-- Begin AVAILABLE RECORDS --
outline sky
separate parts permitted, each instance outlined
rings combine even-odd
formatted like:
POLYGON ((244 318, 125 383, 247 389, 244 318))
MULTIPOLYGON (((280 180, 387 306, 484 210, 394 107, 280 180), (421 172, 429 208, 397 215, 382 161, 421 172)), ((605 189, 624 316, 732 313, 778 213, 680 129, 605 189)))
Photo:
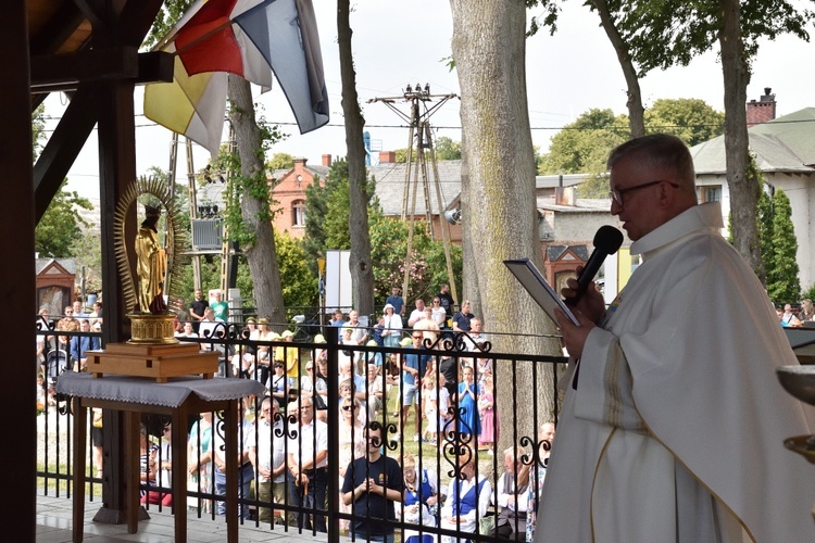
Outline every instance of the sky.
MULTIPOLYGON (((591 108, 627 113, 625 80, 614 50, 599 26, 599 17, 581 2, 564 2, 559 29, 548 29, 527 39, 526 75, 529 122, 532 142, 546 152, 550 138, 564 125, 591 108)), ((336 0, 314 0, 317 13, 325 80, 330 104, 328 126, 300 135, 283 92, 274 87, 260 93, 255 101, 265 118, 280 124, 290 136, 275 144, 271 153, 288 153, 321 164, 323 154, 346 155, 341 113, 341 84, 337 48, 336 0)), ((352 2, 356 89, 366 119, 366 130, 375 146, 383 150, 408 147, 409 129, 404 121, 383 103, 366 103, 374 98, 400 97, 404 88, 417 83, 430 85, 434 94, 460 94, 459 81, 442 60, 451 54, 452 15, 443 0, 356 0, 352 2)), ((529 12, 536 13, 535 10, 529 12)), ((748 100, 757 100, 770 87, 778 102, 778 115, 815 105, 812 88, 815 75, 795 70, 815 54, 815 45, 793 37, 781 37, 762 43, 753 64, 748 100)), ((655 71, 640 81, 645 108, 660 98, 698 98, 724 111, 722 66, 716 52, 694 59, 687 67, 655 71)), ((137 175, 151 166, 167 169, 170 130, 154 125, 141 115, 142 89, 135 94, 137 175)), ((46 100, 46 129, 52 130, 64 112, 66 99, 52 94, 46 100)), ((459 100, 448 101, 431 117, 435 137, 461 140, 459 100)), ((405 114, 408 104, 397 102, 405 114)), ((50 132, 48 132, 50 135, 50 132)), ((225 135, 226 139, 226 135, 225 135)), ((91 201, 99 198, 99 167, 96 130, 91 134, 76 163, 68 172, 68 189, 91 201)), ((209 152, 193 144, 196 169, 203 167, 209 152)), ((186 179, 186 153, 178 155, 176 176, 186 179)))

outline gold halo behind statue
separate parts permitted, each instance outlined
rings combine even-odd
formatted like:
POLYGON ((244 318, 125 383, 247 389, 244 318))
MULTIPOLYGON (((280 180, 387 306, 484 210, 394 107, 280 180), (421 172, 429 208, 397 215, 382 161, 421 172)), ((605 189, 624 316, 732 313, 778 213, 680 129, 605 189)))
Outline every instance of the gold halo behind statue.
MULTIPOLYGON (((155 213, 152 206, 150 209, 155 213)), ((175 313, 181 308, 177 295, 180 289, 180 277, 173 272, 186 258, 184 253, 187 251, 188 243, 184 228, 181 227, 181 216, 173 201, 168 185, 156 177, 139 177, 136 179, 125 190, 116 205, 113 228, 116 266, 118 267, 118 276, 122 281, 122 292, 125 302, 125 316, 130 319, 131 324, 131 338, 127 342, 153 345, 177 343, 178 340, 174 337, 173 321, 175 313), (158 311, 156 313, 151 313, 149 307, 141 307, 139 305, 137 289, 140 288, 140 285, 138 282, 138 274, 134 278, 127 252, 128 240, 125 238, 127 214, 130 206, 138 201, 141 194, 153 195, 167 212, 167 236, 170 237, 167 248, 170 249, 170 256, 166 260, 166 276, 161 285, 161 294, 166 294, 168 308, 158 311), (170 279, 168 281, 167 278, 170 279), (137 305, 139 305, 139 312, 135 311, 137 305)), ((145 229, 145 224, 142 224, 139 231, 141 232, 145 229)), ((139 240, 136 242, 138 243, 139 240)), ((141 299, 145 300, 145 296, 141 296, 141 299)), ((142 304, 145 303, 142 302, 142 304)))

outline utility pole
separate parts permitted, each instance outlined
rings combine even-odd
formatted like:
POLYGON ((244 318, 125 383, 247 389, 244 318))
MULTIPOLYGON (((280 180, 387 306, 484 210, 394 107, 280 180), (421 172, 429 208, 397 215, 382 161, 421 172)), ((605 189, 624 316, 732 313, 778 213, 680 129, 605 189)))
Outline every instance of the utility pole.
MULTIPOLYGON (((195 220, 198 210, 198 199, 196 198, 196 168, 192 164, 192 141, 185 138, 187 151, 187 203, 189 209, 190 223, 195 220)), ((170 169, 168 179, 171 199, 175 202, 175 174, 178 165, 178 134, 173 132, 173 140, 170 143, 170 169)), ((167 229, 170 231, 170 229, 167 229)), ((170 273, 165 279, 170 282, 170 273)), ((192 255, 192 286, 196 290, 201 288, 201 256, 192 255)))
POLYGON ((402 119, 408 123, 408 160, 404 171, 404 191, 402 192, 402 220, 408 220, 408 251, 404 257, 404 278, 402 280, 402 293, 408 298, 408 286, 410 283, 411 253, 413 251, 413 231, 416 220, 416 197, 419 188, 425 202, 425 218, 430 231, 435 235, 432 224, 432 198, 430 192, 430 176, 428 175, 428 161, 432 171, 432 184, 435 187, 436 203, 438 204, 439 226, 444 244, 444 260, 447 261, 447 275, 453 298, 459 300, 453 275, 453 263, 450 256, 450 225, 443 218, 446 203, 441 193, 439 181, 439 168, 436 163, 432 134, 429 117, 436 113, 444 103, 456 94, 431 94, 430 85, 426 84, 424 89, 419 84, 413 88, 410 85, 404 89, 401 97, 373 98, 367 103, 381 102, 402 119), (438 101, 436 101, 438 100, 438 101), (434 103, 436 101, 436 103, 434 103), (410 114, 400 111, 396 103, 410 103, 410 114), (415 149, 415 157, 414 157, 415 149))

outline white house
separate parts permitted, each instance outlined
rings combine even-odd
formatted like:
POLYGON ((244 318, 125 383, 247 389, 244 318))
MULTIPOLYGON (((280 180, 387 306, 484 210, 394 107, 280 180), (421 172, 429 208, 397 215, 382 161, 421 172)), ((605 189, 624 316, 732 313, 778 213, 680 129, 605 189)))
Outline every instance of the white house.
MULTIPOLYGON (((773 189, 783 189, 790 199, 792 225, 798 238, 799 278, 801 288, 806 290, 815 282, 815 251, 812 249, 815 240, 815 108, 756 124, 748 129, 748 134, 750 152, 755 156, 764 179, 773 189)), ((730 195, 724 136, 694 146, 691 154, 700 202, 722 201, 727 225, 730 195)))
-- End AVAILABLE RECORDS --
— SET TASK —
Copy the records verbatim, starting with the line that contains "outline utility pole" and continuing through the line that contains "Outline every instance of the utility pole.", including both of those lines.

— TASK OUTPUT —
outline utility pole
separate parts permitted, each instance outlined
rings combine even-odd
formatted like:
POLYGON ((244 318, 125 383, 247 389, 244 318))
MULTIPOLYGON (((280 180, 387 306, 484 210, 394 107, 280 180), (421 172, 429 208, 397 215, 382 161, 421 172)), ((605 189, 624 316, 732 313, 778 213, 680 129, 605 189)))
Outline every instance of the utility pole.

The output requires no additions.